START INPUT MATERIAL
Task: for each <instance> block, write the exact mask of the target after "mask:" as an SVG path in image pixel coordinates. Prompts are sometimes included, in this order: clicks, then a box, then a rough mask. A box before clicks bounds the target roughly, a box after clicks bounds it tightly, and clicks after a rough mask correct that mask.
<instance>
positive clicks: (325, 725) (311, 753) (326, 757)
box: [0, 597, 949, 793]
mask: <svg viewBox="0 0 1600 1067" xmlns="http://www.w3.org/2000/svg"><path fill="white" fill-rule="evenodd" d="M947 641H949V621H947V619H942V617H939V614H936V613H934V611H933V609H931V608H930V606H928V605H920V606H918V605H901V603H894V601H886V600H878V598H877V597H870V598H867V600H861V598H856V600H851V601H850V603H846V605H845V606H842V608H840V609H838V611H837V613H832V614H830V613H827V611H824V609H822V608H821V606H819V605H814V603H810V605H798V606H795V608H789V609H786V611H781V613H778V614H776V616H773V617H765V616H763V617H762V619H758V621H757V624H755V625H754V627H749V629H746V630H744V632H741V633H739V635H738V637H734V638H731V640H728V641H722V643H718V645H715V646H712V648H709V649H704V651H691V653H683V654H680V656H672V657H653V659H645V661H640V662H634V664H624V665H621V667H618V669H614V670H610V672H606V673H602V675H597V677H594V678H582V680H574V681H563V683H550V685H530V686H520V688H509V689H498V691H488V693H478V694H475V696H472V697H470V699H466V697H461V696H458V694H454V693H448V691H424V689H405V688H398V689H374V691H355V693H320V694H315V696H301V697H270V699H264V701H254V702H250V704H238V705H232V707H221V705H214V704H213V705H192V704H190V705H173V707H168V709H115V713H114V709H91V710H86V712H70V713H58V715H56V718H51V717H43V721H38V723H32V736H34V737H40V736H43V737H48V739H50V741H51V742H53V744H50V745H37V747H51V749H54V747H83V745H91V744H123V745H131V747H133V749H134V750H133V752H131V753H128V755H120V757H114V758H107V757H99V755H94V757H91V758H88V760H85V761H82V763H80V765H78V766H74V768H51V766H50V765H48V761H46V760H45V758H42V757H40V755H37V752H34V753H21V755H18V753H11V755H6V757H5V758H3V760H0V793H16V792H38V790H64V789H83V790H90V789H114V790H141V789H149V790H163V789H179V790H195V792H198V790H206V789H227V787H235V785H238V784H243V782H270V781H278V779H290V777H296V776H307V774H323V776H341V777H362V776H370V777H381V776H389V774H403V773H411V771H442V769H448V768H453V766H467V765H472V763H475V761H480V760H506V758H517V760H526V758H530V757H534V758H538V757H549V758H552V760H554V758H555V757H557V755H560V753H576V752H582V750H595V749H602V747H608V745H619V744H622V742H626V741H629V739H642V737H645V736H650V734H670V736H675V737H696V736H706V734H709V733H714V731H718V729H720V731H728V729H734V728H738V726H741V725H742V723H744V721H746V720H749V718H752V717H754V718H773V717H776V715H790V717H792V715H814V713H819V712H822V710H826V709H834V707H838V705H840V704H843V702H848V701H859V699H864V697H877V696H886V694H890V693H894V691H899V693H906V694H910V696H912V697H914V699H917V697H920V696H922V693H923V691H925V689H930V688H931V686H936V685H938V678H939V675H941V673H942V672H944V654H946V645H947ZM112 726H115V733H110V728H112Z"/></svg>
END INPUT MATERIAL
START INPUT MATERIAL
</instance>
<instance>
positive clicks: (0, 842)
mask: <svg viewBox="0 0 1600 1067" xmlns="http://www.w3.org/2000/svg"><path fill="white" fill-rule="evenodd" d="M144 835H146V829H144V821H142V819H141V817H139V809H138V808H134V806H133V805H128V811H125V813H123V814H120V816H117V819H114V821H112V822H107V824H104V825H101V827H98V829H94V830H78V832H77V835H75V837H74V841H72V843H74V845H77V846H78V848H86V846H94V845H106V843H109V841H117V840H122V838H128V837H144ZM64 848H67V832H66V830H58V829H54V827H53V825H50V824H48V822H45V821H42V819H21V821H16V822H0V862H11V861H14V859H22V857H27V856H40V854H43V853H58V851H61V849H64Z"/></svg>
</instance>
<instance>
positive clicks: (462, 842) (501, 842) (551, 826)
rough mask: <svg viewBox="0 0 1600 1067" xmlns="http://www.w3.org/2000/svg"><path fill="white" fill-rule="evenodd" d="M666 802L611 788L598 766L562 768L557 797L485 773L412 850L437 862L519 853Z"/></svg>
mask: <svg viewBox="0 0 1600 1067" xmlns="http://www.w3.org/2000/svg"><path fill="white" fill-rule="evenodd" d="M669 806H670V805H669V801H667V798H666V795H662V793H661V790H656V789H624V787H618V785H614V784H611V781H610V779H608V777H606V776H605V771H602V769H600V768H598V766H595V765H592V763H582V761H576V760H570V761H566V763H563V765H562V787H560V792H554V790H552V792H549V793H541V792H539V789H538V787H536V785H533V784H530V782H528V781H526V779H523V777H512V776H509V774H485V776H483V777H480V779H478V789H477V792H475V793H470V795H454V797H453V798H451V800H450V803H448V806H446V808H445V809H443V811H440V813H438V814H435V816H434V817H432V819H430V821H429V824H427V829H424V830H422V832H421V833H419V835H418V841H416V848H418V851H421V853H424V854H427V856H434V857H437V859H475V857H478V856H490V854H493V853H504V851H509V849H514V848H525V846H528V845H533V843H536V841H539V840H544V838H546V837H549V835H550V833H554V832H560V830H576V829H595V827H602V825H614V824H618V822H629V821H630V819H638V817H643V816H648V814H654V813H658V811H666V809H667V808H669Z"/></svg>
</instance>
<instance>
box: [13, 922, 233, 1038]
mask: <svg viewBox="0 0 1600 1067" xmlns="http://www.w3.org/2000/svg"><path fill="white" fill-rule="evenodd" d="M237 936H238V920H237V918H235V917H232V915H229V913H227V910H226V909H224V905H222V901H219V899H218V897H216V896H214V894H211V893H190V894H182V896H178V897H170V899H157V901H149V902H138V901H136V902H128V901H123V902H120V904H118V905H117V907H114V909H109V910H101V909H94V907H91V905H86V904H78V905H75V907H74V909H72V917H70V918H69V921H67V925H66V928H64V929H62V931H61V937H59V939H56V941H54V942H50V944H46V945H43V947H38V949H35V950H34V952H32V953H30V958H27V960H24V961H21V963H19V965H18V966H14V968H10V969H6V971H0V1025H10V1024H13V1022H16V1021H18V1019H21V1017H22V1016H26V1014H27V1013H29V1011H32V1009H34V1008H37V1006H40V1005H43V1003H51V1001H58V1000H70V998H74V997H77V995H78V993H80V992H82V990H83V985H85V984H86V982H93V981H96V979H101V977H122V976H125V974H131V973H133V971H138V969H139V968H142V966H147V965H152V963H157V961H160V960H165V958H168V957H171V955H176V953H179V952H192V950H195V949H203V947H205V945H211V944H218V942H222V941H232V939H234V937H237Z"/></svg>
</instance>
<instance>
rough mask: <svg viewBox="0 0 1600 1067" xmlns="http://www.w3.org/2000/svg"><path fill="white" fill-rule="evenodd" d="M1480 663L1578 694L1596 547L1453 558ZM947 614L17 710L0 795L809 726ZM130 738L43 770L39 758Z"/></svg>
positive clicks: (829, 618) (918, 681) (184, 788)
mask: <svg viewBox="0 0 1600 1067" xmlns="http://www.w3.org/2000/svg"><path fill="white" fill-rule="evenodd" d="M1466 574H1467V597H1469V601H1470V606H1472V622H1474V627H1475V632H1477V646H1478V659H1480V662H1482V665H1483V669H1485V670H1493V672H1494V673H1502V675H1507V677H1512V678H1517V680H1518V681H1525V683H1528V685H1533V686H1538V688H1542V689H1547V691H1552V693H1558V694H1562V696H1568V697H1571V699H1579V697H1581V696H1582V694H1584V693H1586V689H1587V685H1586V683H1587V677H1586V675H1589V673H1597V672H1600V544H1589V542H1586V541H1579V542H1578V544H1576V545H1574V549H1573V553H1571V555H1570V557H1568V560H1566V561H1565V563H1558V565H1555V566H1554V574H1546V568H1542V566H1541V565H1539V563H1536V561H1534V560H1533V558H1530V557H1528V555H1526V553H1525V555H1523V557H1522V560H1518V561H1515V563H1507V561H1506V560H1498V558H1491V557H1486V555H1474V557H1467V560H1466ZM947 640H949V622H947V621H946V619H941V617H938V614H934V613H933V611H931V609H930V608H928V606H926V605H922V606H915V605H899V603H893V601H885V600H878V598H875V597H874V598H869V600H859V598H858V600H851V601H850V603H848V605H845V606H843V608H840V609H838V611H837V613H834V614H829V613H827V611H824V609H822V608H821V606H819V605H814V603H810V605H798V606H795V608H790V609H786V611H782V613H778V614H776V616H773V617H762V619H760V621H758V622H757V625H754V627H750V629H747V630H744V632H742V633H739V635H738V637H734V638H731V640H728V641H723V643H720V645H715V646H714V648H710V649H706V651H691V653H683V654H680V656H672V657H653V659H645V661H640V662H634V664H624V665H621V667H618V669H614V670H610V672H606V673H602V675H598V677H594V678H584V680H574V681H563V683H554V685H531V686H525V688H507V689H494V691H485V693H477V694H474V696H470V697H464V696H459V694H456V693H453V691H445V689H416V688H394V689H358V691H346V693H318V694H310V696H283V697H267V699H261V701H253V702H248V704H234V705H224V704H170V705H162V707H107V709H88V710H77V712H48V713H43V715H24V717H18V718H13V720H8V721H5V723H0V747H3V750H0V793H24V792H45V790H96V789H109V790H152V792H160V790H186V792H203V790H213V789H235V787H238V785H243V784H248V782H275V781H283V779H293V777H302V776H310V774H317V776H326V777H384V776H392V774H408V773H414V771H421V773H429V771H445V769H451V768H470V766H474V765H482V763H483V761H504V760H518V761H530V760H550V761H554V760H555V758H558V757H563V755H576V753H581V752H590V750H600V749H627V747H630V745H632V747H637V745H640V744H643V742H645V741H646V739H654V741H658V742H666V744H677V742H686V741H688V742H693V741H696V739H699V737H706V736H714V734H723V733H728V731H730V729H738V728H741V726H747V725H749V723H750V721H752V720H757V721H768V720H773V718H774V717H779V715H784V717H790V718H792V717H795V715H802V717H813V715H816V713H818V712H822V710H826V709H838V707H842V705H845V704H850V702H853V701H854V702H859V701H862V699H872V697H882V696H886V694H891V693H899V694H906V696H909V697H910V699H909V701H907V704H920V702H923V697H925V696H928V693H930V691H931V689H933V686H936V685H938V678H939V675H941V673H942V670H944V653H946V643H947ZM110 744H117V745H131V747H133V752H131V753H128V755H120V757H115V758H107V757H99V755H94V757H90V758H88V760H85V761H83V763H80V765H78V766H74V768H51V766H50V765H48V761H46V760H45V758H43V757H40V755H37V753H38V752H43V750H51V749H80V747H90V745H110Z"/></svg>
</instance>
END INPUT MATERIAL
# TRY IT
Start with the line above that contains "Task: for each" and stop after the line that contains "positive clicks: (325, 725)". Output those lines exactly, and only those.

# EXERCISE SOLUTION
Task: for each <instance> block, write the exact mask of the target after "mask:" as an SVG path in image pixel coordinates. Prompts are sometimes included, in this order: clicks, then a box, then a rough mask. A box before clicks bounds the target roughly, a box after clicks bounds it tightly, and clicks after a rough mask correct that mask.
<instance>
positive clicks: (325, 725) (311, 753) (326, 757)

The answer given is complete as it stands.